--- DATA ENTRIES ---

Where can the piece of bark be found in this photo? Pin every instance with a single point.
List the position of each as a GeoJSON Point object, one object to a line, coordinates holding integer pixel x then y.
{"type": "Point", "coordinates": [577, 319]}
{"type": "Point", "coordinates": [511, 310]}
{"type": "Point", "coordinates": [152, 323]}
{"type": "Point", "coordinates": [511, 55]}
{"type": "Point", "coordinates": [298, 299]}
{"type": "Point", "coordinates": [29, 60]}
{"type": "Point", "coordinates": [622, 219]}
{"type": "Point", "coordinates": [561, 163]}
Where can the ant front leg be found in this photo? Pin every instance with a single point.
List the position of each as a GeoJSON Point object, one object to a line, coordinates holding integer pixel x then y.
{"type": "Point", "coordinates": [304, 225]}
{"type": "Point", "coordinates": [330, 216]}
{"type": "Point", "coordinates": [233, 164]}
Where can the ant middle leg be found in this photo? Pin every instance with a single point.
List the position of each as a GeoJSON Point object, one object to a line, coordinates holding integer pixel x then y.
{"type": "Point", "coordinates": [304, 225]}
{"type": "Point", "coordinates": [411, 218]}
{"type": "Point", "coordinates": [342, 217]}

...

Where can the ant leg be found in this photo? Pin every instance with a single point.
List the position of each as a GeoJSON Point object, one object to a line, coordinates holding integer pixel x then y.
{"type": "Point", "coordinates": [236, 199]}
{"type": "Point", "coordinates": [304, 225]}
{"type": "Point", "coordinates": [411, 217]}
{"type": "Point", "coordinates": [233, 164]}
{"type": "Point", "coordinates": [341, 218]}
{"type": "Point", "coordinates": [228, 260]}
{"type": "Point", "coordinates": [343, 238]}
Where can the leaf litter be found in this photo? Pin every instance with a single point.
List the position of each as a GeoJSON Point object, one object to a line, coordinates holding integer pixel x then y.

---

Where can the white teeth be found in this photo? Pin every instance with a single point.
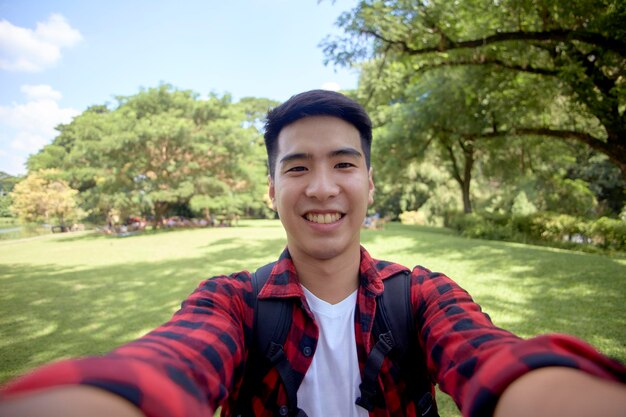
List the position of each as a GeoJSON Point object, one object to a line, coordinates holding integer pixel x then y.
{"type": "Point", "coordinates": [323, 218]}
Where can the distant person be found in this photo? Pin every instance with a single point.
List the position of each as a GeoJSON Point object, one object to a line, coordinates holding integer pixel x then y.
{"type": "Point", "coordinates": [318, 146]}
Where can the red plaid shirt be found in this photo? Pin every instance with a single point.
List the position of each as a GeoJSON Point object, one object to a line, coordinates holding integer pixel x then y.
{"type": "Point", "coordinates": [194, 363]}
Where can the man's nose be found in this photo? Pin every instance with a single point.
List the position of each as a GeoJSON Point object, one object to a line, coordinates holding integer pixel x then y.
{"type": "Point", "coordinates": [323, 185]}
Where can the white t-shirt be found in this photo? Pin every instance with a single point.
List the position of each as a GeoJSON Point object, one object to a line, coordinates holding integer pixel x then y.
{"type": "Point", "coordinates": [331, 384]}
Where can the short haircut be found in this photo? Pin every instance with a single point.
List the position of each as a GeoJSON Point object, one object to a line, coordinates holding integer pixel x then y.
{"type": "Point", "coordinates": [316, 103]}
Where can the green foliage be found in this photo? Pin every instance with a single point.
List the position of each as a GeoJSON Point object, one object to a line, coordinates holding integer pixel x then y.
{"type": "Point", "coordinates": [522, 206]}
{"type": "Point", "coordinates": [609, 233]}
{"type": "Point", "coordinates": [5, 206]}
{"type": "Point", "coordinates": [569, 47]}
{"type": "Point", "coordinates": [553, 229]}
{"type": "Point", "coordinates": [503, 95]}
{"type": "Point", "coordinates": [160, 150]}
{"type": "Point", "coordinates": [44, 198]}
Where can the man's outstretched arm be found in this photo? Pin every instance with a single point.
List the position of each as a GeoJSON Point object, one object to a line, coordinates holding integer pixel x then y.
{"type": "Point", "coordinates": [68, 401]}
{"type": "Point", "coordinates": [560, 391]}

--- TASK ---
Which lines in the rows above contain the word "shirt", with case counting? Copy each of those lines.

--- RESULT OF THIS EXERCISE ---
Where can the red plaid shirt be found in this photo? Pin every instance with a single point.
Where can the white t-shirt be found in this photo? Pin every instance with a single point.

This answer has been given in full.